I have a checkered record in winter air travel, so I’m always nervous about this. But traveling with recording equipment is doubly stressful. I carry on my purse with my computer, as well as my camera and microphones and SD cards. However, I have to check my camera tripod stand and the stand for my portable light. The light itself I try to gently squish into my suitcase, which is difficult when you need to pack bulky sweaters.

You’ve probably guessed where this is going. I flew from Oakland to Philadelphia, but my suitcase did not. I looked around the empty luggage carousel and thought, So I guess this is happening.

True, I was lucky that my tripod bag arrived. This meant that at the very least, I could put my camera on the tripod and conduct an interview. But what about my interview outline nestled safely in my suitcase? What about the carefully-curated professional winter wardrobe I packed for the two days of interview sessions? Oh, those were long gone, the airline company told me. If I was lucky, I would be reunited with them before I left the East Coast.

After racing to the rental car location, I had to find an open store at 10:30 at night. I was woefully unprepared to complete this mission in rural Pennsylvania — or was I in Delaware already? I bought emergency hygiene products and the first sweater I saw that wouldn’t interfere with my lavalier mic.

Before falling into a fretful sleep, I texted my narrator about the situation and the potential for delays for our first session, depending on any lingering issues I faced in the morning. It was fine, she assured me, all would be well.

The next morning after I drove to the interview location in rural Delaware, I parked at the top of a hill and lugged my equipment what felt like a mile in the cold. In fact, my rental car was kind enough to warn me that conditions were freezing. 

When I extended my hand in greeting, my narrator started coughing up a storm. Oh God, I thought, is she even going to be able to sit for these interviews? Was the baggage situation an omen? No, she assured me, she had brought supplies like cough syrup and tea. She could make it through.

After two sessions separated by a short lunch, it was apparent that the cough medicine wasn’t working. My narrator was truly sick and soldiering her way through my questions — sometimes forgetting her train of thought. I was also distracted by the outline I printed with a hotel printer clearly in need of new toner. On top of which, I felt so unprofessional in my travel jeans and ill-fitting, new sweater that I found it difficult to feel “authoritative.” All in all, we were a miserable bunch.

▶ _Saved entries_
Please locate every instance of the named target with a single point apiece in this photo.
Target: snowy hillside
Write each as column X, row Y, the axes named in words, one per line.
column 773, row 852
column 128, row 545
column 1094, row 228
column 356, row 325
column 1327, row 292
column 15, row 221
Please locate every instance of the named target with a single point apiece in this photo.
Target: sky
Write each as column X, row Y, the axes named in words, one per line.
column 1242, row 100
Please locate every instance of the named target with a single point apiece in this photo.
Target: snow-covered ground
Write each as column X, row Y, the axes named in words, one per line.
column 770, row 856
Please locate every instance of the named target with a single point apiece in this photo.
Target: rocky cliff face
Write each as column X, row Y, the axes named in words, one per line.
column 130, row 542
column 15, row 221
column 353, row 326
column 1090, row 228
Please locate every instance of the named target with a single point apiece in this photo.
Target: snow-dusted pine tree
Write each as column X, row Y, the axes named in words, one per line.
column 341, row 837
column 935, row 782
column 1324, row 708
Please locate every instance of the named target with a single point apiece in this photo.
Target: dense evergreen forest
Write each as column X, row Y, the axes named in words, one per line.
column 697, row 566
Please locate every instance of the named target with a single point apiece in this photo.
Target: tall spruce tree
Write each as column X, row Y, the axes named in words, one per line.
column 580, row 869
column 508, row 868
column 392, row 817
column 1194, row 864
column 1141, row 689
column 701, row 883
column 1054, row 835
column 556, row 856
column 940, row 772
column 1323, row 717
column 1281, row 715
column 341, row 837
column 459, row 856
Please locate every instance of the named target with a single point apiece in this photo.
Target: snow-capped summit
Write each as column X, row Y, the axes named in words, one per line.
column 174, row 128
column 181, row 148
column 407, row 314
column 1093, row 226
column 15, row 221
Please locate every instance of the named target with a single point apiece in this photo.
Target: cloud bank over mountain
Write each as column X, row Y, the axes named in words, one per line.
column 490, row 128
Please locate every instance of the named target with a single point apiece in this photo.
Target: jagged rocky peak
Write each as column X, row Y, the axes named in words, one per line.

▶ _Tasks to perform_
[1] Answer these questions about the interview-trip account:
(a) Which two items did the writer have to check instead of carrying on?
(b) At what time of night did the writer have to find an open store?
(c) What supplies did the narrator say she had brought for her cough?
[2] Write the next part of the interview-trip account, picking up after its final sentence.
None of the data is needed here.

▶ _Activity answers_
[1]
(a) The camera tripod stand and the stand for the portable light.
(b) 10:30 at night.
(c) Cough syrup and tea.

[2]
I left that interview and drove directly to the airport to the luggage I was assured was waiting for me — maybe, probably, depending on the service personnel who answered the phone. After a two-hour round trip to the airport and my recovered suitcase in hand, I figured the situation could only improve.

But then I woke up the next day to a text from my narrator. Her car wouldn’t start, and she would be late because she needed to pick up a rental car. Why couldn’t we catch a break here?!

When we finally met up, my narrator and I coughed and sputtered our way through the final interview session, hoping that we hit upon the most historically-salient points of her life and work.

I think it’s safe to say this was not my most technically proficient oral history interview. To make matters worse, my narrator was herself a practitioner of oral history. But when I reviewed the transcript from this interview just a month or two later, instead of feeling utterly horrified from a barrage of bad memories, I kept laughing to myself and actually took stock of what I learned from this experience.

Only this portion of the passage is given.